■ **Work to complete**
From the rows below, copy out each line that includes the string "shorts".

Position annotation records
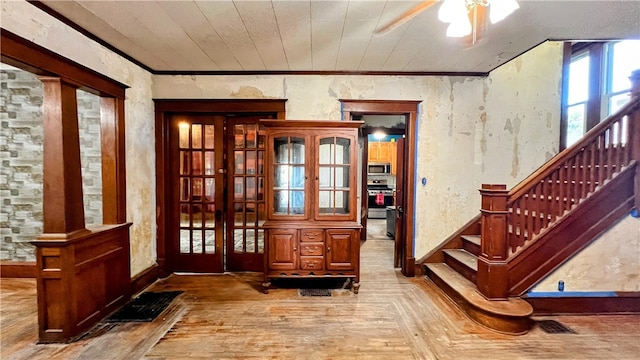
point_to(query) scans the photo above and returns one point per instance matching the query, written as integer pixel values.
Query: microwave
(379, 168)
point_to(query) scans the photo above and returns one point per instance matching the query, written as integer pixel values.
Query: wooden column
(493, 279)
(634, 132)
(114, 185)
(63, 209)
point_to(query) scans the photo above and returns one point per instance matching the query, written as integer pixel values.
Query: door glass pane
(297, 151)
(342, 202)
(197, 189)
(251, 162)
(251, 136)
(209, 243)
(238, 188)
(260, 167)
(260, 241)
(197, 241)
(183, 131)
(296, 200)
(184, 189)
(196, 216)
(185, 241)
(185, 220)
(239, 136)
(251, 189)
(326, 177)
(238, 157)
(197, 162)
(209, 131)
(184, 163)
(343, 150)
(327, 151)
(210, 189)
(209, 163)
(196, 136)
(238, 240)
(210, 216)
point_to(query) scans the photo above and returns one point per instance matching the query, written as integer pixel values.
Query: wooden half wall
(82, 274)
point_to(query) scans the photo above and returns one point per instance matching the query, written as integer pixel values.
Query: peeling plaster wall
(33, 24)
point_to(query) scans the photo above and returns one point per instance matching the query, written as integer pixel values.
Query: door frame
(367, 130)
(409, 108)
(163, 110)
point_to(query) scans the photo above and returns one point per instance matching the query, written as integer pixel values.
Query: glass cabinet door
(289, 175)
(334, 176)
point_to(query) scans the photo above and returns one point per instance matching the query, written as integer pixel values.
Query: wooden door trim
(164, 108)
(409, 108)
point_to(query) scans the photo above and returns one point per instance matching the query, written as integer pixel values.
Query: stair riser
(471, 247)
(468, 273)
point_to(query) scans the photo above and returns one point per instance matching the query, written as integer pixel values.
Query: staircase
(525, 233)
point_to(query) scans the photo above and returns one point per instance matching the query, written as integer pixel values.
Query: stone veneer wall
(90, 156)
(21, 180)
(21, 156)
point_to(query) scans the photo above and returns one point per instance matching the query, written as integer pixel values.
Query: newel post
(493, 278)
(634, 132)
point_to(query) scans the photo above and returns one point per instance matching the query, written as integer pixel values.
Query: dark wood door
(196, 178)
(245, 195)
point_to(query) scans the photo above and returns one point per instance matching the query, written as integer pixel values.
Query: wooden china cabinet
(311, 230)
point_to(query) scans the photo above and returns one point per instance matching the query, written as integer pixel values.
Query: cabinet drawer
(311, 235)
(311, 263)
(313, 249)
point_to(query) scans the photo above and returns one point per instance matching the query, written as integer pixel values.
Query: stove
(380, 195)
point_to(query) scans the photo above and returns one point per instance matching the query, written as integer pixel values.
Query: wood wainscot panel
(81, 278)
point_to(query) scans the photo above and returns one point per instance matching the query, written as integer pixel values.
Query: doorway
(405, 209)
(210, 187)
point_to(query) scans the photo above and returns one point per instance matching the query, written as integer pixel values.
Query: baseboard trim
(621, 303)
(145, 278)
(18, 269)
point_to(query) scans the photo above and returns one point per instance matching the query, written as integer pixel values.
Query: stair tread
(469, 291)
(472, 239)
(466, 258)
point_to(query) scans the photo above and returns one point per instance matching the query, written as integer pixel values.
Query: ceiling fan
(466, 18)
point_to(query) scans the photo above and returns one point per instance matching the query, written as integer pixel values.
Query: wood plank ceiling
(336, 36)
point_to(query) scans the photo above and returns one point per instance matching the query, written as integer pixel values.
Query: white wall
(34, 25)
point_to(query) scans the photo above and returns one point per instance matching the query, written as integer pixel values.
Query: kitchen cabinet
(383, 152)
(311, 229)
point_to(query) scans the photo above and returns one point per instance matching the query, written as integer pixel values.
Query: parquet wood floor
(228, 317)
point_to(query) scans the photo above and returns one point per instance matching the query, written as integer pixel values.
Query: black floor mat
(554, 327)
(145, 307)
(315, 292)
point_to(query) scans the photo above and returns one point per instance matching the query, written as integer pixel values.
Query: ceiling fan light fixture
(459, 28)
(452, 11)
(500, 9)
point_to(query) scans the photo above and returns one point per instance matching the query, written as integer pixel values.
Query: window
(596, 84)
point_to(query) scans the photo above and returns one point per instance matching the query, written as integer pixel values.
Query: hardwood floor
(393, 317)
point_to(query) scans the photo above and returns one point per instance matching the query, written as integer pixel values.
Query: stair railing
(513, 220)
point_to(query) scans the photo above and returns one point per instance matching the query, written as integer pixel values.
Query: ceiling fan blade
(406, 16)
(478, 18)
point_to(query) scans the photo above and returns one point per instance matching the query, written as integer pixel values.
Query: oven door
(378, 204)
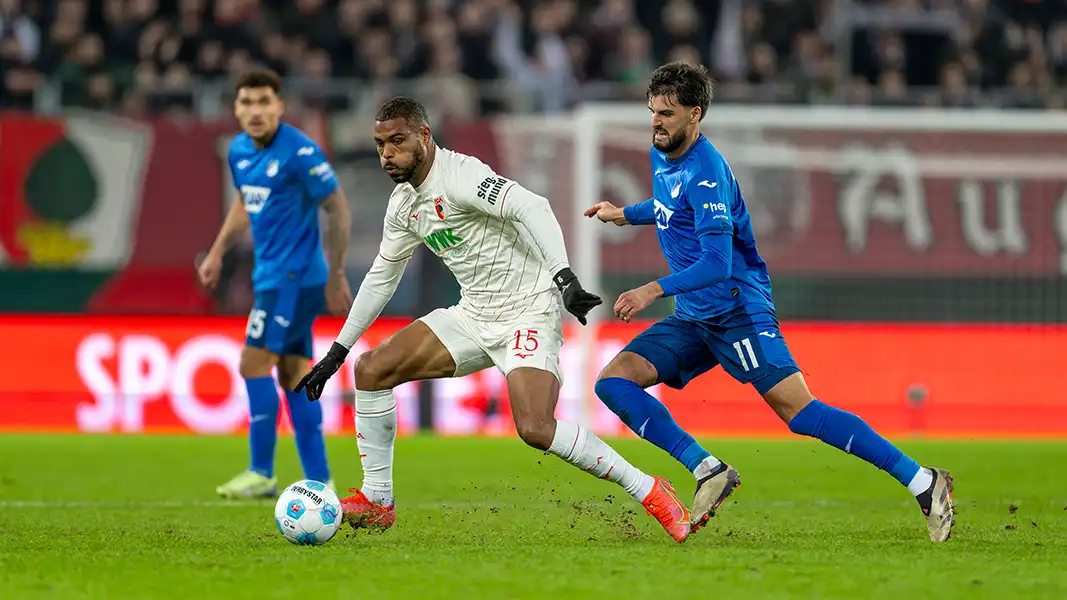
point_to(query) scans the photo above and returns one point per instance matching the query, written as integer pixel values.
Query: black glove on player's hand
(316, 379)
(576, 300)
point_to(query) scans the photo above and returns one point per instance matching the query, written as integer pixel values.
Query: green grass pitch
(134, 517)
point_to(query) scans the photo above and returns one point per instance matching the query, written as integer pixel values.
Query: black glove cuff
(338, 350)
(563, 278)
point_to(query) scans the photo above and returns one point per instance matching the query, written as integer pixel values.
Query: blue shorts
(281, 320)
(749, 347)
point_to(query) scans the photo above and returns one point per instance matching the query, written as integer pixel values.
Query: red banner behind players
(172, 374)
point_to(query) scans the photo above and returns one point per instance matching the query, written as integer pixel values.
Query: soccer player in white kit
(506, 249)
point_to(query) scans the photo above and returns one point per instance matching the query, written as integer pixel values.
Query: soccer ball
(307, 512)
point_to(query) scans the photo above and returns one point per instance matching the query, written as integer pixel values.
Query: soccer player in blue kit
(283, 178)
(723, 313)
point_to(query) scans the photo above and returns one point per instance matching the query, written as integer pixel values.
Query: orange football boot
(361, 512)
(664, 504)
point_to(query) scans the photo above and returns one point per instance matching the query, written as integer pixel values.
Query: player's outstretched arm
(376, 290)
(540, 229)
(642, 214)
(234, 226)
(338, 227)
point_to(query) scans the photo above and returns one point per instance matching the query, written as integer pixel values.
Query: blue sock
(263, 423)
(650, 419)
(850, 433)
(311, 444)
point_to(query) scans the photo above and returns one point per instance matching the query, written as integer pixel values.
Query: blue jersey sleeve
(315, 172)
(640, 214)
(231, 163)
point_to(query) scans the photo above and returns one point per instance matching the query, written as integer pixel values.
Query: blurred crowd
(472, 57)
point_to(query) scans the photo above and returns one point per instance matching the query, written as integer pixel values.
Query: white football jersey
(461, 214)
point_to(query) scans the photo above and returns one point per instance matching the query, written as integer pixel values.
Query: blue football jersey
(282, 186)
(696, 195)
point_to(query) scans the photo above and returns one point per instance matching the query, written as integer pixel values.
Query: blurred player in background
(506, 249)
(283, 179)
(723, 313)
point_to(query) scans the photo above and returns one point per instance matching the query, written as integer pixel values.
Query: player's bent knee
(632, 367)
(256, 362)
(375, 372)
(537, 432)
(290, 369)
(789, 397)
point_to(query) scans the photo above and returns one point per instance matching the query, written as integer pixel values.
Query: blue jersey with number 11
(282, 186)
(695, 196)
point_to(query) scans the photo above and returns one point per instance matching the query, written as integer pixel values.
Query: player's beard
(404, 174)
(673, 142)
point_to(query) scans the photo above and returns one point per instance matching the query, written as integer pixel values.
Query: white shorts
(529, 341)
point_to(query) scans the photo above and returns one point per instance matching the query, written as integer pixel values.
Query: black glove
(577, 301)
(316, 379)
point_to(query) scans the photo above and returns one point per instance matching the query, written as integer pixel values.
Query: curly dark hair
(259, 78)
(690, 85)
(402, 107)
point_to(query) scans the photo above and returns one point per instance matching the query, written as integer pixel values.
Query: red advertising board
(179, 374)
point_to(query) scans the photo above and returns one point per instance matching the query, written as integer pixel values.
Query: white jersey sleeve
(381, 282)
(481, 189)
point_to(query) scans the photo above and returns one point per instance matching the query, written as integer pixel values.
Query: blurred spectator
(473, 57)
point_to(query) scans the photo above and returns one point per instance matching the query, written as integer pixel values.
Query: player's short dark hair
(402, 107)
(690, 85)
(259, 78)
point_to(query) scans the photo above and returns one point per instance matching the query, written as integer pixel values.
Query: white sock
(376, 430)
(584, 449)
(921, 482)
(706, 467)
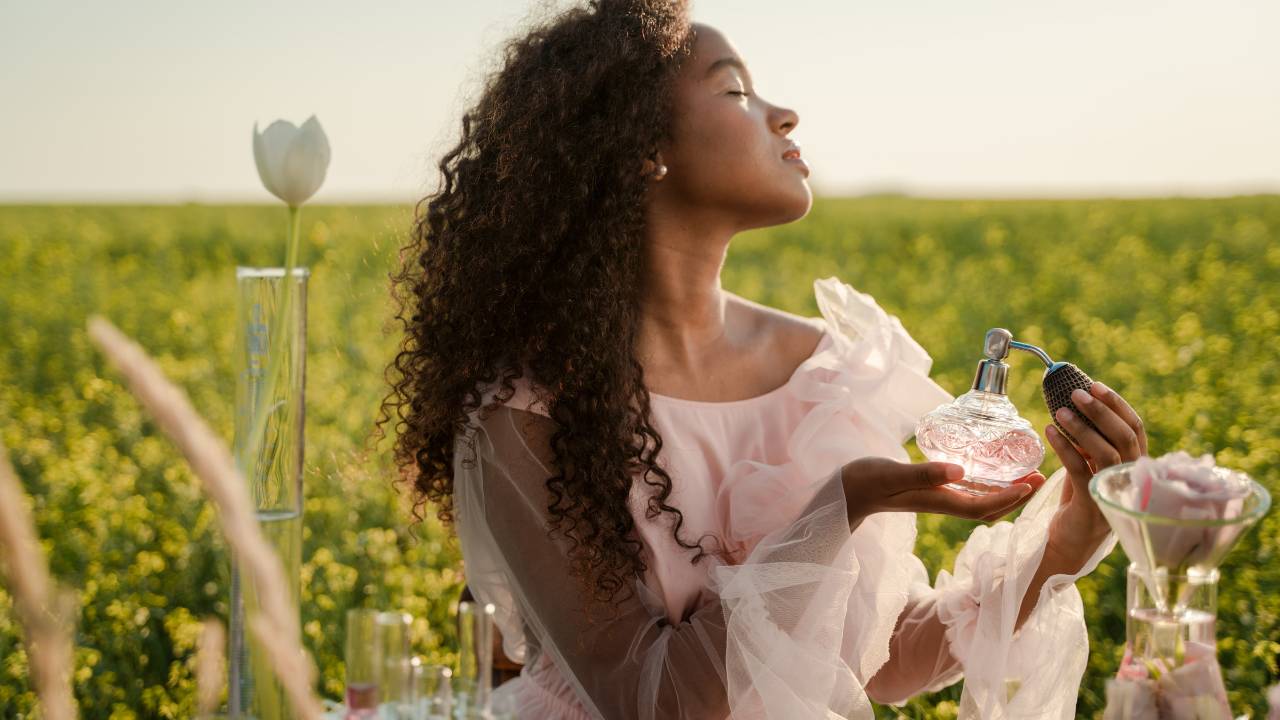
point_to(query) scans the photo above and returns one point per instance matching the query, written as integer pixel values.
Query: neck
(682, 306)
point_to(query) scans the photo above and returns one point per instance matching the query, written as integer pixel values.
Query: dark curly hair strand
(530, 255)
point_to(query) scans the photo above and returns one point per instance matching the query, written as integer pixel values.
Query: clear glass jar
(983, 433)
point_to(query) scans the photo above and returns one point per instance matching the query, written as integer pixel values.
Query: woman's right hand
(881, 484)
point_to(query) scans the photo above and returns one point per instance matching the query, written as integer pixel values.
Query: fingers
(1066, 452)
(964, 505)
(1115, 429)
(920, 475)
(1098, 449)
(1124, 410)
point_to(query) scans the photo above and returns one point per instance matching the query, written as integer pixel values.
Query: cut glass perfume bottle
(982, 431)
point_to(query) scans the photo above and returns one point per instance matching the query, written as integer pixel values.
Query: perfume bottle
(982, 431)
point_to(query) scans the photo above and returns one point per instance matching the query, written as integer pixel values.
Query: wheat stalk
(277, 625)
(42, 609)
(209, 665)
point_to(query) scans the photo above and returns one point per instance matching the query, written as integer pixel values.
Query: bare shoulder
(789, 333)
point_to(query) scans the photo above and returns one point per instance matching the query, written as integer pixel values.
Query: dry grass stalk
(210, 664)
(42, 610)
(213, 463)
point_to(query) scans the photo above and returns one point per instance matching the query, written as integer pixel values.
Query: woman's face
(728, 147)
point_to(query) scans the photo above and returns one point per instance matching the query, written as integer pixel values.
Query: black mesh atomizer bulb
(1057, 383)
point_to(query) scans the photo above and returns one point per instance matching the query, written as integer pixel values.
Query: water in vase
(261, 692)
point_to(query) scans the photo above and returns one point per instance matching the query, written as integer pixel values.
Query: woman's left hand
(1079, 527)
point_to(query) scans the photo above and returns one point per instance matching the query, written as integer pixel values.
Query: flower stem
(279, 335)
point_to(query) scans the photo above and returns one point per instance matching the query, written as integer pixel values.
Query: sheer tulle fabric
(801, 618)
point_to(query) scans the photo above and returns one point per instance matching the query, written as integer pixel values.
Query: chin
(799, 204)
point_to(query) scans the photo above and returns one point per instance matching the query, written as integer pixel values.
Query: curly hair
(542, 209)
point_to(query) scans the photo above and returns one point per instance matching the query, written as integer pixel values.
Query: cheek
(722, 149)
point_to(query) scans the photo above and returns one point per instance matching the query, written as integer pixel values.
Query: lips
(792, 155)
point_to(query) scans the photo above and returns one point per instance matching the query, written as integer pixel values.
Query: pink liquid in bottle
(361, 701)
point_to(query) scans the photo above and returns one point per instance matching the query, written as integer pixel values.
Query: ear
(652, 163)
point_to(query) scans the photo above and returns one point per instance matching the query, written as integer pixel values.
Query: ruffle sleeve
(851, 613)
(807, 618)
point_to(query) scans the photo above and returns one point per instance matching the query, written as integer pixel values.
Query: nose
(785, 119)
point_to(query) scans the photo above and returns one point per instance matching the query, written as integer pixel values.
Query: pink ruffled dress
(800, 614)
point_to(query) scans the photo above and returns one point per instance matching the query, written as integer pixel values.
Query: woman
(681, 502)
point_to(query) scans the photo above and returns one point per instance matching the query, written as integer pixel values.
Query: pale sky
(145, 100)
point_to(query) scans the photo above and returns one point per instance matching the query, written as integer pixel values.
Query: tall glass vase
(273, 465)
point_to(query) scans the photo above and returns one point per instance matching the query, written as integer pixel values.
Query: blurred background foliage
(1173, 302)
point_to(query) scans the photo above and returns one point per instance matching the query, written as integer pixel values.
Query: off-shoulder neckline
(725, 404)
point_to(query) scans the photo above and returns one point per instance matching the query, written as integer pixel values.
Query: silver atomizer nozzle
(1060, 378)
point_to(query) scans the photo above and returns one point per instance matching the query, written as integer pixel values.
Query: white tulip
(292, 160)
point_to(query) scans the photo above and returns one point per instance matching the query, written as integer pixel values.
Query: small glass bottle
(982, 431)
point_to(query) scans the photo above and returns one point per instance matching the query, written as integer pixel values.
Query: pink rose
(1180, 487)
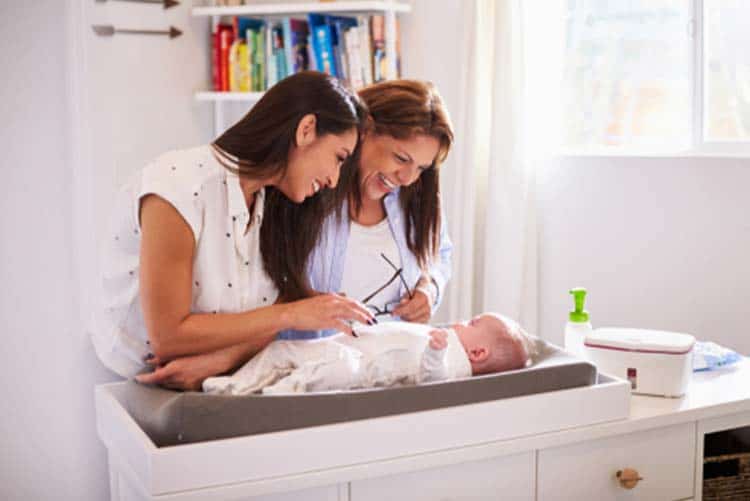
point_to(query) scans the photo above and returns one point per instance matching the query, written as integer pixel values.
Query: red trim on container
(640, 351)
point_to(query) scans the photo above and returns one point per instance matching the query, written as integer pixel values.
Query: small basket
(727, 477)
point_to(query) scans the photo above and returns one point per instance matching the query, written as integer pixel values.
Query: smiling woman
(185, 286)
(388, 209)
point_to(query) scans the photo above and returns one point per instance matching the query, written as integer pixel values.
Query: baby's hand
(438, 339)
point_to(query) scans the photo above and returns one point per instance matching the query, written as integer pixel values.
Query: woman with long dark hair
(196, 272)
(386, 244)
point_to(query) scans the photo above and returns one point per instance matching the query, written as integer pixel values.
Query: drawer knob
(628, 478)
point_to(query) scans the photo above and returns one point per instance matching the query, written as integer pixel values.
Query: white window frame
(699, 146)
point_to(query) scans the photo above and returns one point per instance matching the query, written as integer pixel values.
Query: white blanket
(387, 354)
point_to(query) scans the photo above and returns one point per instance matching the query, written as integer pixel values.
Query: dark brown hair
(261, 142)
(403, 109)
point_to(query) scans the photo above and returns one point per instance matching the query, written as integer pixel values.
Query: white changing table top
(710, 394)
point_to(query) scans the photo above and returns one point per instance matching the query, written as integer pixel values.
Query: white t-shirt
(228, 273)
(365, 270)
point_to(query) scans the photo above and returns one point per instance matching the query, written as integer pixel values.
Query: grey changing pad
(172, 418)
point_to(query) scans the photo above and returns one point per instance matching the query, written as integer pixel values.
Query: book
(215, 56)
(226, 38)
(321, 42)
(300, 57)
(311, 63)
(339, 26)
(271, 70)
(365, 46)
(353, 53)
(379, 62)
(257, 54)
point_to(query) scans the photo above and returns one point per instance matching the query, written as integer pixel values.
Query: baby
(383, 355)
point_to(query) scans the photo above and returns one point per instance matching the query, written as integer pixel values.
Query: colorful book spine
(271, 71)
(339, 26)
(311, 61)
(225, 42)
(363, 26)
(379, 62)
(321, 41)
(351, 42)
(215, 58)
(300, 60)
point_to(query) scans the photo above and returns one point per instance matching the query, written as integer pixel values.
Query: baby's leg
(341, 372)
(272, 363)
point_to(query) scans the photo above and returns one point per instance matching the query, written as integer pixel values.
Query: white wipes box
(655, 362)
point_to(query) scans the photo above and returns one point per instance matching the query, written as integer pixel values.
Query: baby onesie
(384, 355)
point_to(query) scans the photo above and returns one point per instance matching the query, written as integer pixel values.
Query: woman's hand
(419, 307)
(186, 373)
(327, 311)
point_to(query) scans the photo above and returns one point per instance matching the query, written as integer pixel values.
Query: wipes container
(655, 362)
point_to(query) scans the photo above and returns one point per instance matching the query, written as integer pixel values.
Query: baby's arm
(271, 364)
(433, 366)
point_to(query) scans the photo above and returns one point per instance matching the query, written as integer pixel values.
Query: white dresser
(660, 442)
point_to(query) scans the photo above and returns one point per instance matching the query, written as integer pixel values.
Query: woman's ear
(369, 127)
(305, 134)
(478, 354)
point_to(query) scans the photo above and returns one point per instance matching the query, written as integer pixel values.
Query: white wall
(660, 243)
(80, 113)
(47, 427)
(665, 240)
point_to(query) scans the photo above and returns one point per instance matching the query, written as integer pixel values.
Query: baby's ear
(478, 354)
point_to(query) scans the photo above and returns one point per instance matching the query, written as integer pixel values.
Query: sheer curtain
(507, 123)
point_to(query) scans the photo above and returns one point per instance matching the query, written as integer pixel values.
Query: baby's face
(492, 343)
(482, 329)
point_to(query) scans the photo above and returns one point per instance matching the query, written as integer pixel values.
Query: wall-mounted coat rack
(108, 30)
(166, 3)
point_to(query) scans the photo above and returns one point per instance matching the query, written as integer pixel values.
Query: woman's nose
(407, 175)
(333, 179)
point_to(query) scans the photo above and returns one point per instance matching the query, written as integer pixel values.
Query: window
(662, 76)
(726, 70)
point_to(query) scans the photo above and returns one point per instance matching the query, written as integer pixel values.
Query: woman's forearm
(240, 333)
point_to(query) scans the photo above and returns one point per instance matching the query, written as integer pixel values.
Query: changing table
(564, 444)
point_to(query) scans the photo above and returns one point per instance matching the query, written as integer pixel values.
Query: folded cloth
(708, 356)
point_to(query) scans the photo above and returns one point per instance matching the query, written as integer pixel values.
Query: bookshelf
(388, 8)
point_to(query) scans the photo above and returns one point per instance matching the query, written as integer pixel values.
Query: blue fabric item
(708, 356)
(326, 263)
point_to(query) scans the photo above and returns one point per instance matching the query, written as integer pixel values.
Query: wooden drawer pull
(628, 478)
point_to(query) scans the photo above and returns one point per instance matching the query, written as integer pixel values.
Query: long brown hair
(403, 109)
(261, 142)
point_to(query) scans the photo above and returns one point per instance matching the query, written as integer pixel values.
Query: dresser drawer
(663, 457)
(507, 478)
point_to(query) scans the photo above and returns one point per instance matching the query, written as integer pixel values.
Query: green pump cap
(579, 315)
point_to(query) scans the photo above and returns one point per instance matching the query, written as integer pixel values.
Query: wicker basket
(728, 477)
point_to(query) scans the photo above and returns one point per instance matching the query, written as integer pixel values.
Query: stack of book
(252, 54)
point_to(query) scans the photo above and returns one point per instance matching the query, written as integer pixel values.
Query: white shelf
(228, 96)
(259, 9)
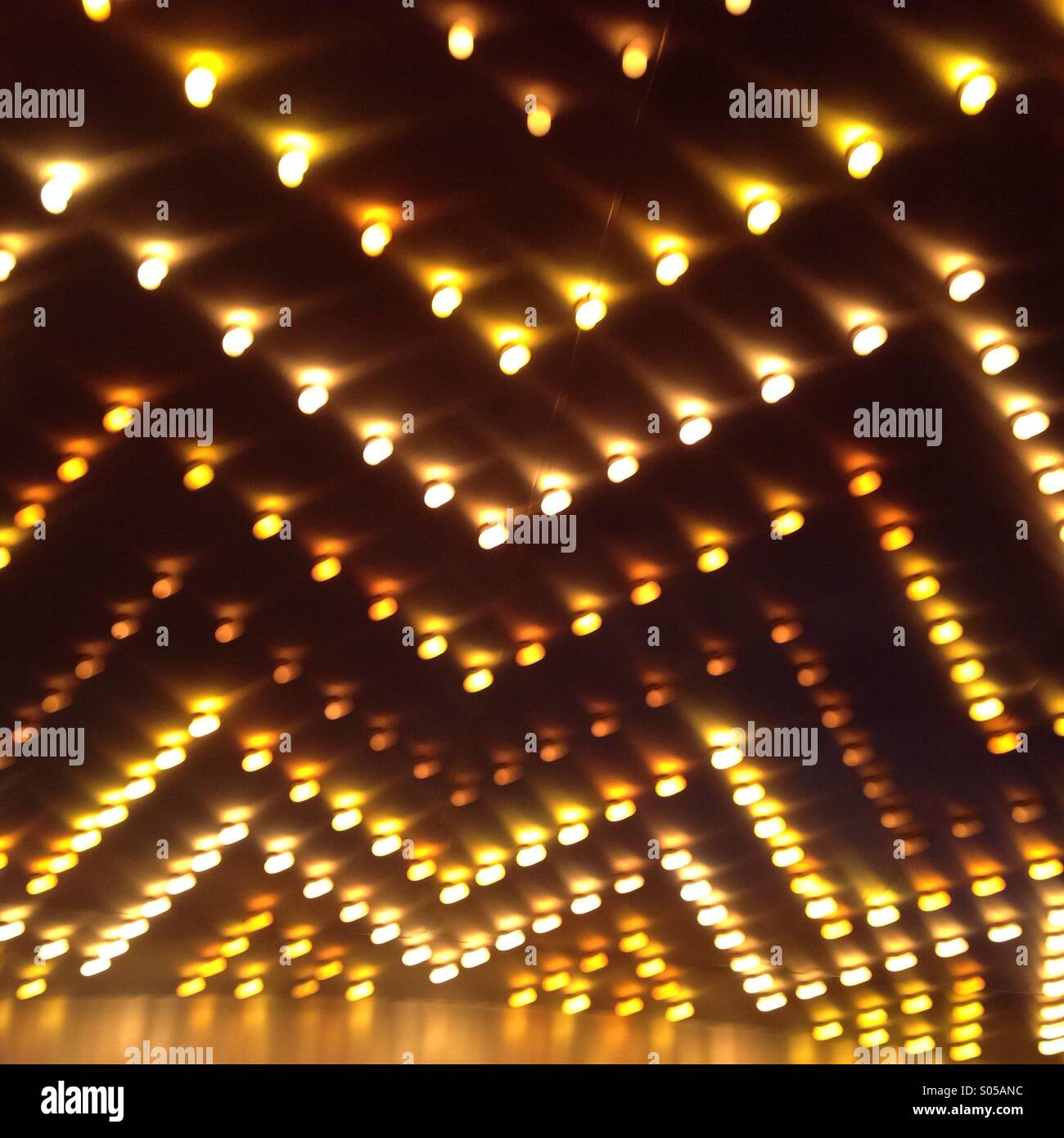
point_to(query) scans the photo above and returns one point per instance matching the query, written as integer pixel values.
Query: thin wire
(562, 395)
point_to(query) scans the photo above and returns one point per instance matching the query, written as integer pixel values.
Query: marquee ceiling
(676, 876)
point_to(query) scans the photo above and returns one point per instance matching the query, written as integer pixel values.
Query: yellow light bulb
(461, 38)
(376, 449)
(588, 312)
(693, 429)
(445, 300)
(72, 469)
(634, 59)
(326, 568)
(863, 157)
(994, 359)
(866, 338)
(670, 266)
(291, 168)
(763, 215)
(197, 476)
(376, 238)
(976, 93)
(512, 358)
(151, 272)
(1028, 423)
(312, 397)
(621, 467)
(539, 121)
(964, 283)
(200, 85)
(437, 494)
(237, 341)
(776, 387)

■ **Exercise response**
Query: blue shorts
Query: white shorts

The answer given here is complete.